#### Task instructions:
Copy the listing below word for word, keeping every line in its original order.

#### Supplied records:
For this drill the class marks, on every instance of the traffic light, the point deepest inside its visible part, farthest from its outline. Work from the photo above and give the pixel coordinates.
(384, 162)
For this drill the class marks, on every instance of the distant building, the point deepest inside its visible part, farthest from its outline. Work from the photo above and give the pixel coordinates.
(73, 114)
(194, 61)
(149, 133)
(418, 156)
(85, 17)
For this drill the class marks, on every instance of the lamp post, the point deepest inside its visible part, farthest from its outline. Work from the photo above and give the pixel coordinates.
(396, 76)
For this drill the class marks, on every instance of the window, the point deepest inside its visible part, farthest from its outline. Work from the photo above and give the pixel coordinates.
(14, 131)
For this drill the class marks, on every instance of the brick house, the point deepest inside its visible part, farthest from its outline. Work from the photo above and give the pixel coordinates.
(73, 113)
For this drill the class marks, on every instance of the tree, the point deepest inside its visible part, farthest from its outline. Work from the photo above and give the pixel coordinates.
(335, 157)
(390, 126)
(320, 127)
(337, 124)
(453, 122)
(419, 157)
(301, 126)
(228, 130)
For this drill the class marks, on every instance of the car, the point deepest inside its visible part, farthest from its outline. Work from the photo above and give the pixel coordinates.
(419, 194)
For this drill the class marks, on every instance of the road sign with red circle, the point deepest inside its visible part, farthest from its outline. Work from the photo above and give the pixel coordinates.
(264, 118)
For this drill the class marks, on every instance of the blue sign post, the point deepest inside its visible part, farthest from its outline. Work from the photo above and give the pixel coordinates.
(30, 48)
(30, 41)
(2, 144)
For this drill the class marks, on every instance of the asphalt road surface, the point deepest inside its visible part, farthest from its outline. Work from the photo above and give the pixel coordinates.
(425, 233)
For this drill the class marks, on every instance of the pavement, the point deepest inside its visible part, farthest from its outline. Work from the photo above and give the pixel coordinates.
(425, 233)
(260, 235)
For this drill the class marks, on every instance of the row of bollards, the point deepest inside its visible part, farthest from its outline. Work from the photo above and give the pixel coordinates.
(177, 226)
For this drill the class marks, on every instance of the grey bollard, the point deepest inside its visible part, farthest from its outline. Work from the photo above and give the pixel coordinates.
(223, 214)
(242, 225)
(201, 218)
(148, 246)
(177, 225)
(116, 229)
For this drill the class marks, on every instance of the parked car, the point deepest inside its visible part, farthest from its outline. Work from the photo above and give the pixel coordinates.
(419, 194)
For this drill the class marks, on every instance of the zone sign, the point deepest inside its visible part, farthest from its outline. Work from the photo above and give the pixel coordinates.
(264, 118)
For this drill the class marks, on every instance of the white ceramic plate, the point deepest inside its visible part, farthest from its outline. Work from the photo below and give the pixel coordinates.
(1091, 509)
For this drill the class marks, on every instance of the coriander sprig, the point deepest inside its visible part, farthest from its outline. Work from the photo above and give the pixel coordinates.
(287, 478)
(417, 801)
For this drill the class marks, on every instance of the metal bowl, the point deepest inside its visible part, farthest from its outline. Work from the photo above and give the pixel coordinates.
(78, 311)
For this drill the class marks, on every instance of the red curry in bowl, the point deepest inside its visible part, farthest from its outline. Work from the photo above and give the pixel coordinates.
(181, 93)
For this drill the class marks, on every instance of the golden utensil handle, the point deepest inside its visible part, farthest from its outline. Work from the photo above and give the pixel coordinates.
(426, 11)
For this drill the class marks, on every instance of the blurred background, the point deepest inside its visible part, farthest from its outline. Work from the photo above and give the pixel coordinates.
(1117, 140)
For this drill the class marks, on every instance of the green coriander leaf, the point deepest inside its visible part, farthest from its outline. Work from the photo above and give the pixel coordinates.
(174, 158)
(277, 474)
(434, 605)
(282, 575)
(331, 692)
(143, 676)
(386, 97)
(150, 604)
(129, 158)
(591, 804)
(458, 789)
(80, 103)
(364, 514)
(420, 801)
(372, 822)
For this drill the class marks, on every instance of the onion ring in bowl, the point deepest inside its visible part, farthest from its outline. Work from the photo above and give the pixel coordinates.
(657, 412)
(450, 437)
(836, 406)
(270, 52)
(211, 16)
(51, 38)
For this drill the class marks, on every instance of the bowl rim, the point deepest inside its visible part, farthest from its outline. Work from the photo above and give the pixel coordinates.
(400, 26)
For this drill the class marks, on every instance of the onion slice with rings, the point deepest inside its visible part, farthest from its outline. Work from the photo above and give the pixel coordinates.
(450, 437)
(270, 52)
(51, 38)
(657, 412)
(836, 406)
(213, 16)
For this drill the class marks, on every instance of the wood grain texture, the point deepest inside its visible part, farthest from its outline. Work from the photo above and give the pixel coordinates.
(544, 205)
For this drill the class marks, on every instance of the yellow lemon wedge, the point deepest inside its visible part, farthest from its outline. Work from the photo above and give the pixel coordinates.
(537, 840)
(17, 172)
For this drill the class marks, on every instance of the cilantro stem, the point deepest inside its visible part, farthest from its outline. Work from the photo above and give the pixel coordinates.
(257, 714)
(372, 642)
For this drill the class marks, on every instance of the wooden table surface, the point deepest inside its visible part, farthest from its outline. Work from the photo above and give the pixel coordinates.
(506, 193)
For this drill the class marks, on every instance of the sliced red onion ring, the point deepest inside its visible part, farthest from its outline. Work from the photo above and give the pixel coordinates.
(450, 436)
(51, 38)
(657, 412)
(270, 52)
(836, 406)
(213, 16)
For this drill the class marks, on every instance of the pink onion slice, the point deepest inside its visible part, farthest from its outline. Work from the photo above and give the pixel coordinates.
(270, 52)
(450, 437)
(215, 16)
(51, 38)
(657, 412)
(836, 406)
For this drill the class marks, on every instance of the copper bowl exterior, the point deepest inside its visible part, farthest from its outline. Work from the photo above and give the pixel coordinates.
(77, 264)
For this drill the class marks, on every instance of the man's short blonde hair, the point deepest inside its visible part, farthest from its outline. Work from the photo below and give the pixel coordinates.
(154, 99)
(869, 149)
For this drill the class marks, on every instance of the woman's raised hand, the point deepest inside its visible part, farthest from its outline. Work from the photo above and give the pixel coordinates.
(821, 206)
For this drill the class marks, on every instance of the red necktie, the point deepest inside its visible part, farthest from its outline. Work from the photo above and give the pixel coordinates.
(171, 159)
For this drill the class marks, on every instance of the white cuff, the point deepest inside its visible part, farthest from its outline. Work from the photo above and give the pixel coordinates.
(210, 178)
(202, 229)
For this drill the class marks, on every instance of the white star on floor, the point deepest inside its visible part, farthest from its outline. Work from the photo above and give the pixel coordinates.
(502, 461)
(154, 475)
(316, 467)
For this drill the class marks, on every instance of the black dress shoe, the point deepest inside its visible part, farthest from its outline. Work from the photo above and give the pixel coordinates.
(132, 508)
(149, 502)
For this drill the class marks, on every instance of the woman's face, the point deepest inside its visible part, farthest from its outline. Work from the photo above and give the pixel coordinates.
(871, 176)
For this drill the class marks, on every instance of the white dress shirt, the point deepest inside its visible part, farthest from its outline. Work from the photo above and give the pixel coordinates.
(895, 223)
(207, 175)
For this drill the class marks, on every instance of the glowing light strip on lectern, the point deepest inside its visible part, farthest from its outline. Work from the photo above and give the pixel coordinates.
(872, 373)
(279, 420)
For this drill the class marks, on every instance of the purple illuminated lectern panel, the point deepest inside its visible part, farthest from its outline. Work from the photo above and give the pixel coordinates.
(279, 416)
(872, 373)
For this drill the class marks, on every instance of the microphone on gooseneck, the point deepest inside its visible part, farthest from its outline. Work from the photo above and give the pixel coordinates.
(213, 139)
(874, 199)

#### Solution to the exercise:
For this drill the class marks, on every instance of the traffic light, the point deepest inside its visible part, farthest from its outline. Work from the photo above and give the pixel coordinates.
(384, 162)
For this drill the class marks, on every instance of the distant building, the point deepest inside its visible part, farthest from its outline. Work from the photo above and give the pixel coordinates.
(73, 114)
(194, 61)
(149, 133)
(418, 156)
(85, 17)
For this drill the class marks, on every instance of the lamp post, the point deepest inside its visible part, farthest from its outline. Work from the photo above and give the pixel coordinates.
(396, 76)
For this drill the class marks, on every instance of the window, the point deepest inside its visible part, farthest from its outline. Work from the photo above and give the pixel coordinates.
(14, 131)
For this drill the class marks, on every instance of the brick house, the point deepest inside its visible part, farthest from its outline. Work from the photo above and give the pixel coordinates.
(73, 113)
For this drill the class marks, on every instance of the tree, the point deepest inside its visible part, farthest from its outline. Work from the photo above and give the pixel coordinates.
(335, 157)
(390, 126)
(320, 127)
(337, 124)
(453, 122)
(419, 157)
(301, 126)
(228, 130)
For this drill the class marks, on every instance of the car, the point deepest inside its visible part, farthest from its outline. Work from the photo above and give the pixel coordinates.
(419, 194)
For this drill the class marks, on every instance of the road sign with red circle, the point deepest inside its visible part, farthest from its outline. Work from the photo above and give the pixel coordinates.
(264, 118)
For this drill the class marks, on every instance of the blue sign post, the point deepest inside its visible part, farthest from its outline. Work from the photo above and give the pixel coordinates.
(30, 48)
(30, 41)
(2, 144)
For this drill the class marks, on every instance of the asphalt road surface, the point deepest inside its visible part, farthest from its outline. Work from the photo above and give the pixel coordinates.
(425, 233)
For this drill the class marks, on every instance of the pavement, the point deepest inside its visible part, farthest from its outline. Work from the photo above and give the pixel coordinates.
(425, 233)
(260, 235)
For this drill the class marks, on every instance of the row of bollards, the point deepest inside its visible part, farthest from its outline. Work from the photo above and give the pixel coordinates.
(177, 226)
For this drill the class marks, on every instance of the grey bollard, the point deepest inside its visible part, farthest from its outline. Work from the photo above and give the pixel coordinates.
(223, 214)
(242, 225)
(201, 218)
(148, 246)
(177, 225)
(116, 229)
For this drill the class marks, on every instance of the parked car, the point deepest inside its visible part, farthest from its outline. Work from the photo above and give the pixel coordinates.
(419, 194)
For this drill the class marks, on every instance of the zone sign, the point deepest inside its visible part, farthest from its outline. Work from the photo above and give the pixel coordinates.
(264, 118)
For this drill the class marks, on every instance of the white ceramic plate, the point deepest inside its visible part, farthest from its outline. Work from the photo below and give the pixel coordinates.
(1091, 509)
For this drill the class marks, on every instance of the coriander sprig, the point deepest inside its visible part, farthest from its outline. Work from the photo above and give the pixel coordinates.
(287, 478)
(417, 801)
For this drill the class marks, on every instance of the metal bowl, the point deepest inside its visible part, farthest from its outline. Work from the photo above and give the pixel coordinates.
(78, 311)
For this drill the class marks, on every instance of the red curry in bowl, the point deepest inside its visible part, farthest from its outline. Work from the photo above and give the pixel coordinates.
(181, 93)
For this drill the class marks, on every instance of the golden utensil handle, the point deepest inside its visible part, farthest from its outline. Work from the photo above and give the pixel coordinates.
(426, 11)
For this drill the class marks, on every instance of the blurred background, the point deepest inside its visible part, farthest from its outline. Work from the photo above and give the pixel coordinates.
(1117, 140)
For this drill the class marks, on every instance of the green coriander leaf, the point deepest inside its visible part, farthest from its outline. Work from the photo above and give the pixel coordinates.
(174, 158)
(277, 474)
(434, 605)
(282, 575)
(331, 692)
(143, 676)
(386, 97)
(150, 604)
(129, 158)
(591, 804)
(458, 789)
(80, 103)
(364, 514)
(420, 801)
(372, 822)
For this drill the class marks, on every instance of the onion ring in bowl, the point deepest inside its visible part, farthest from its outline. Work from the photo above and give the pixel coordinates.
(657, 412)
(450, 437)
(836, 406)
(270, 52)
(211, 16)
(51, 38)
For this drill the class marks, on every instance of the bowl rim, the point deepest inside its visible part, farthest from its outline. Work from the photo above and give the pixel coordinates.
(400, 26)
For this drill the class marks, on every instance of the onion slice with rings, the point deepest inside its visible part, farthest from its outline. Work from the photo above and give the pixel coordinates.
(450, 437)
(270, 52)
(51, 38)
(657, 412)
(836, 406)
(213, 16)
For this drill the class marks, on every instance of the wood grain texture, the point deepest inside its visible part, farthest from its outline. Work from the photo above and give the pixel coordinates.
(544, 205)
For this drill the class marks, on every instance of the yellow lemon wedge, the point deepest inside its visible part, farthest from its outline. Work from the photo above and give the pixel coordinates.
(537, 840)
(17, 172)
For this drill the class marks, on every instance of the cilantro stem, the point deepest inside its visible part, farthest from its outline. Work from the photo above and give the pixel coordinates.
(257, 714)
(372, 642)
For this drill the class marks, on every instance of the wooden table surface, the point deepest inside its visible part, farthest from its outline. Work from the photo above and give the pixel coordinates.
(506, 193)
For this drill the class marks, on every instance of the sliced red onion ring, the point deepest inside its visible part, farthest from its outline. Work from the photo above and give the pixel coordinates.
(450, 436)
(51, 38)
(657, 412)
(270, 52)
(836, 406)
(213, 16)
For this drill the class marks, on every instance of the pink onion slice, the point deepest inside its visible part, farthest from its outline. Work from the photo above and give the pixel coordinates.
(270, 52)
(450, 437)
(215, 16)
(51, 38)
(657, 412)
(836, 406)
For this drill the class marks, on every instance of the copper bowl exterior, the point deepest inside its visible part, farthest from its outline. Work from the photo above and give the pixel coordinates.
(77, 264)
For this drill the class marks, on every instance of the man's short blonde hair, the point deepest inside its visible part, farthest from its outline. Work from the photo below and give the pixel coordinates.
(154, 99)
(869, 149)
For this drill the class marks, on every instance of the woman's raised hand, the point deepest inside its visible part, farthest from its outline. Work from the photo above and give the pixel coordinates.
(821, 206)
For this drill the class marks, on every instance of the red necktie, the point deepest inside its visible part, farthest from its outline. Work from the photo above and give the pixel coordinates.
(171, 159)
For this drill the class marks, on every instance of the white cuff, the point deepest inside its visible part, farthest from its outline. Work from the photo above and give the pixel coordinates.
(210, 178)
(202, 229)
For this drill the class marks, on every instance of the white star on floor, the point deepest inside its visible part, farthest from its outline. Work from the photo above and give the pixel coordinates.
(502, 461)
(154, 475)
(316, 467)
For this drill the class marks, on every instance of the black dress shoe, the point deepest inside its visible part, farthest from its outline. Work from the photo above and give the pixel coordinates.
(132, 508)
(149, 502)
For this drill the class marks, on every instance of the woman's face, the point deepest inside its visible part, farthest from its outline. Work from the photo above and give the pixel coordinates.
(871, 176)
For this drill the class marks, on every instance of the white dress shirt, the point deepest inside its visible part, farthest from its outline. Work from the photo above and give the pixel coordinates.
(895, 223)
(207, 175)
For this drill the class marks, on every instance of the glowing light strip on lectern, the point deepest inside its visible part, farthest from its outline. Work from the photo above and give the pixel coordinates.
(872, 373)
(279, 420)
For this drill the class marks, on every instance of the purple illuminated lectern panel, the point deepest inside its visible part, farthest from its outline. Work from the photo above and give the pixel coordinates.
(279, 416)
(872, 373)
For this drill the class marks, on every instance of the microphone on gooseneck, the point deepest inside its visible part, farthest from its outline. Work from the photo above and give the pixel coordinates.
(213, 139)
(874, 199)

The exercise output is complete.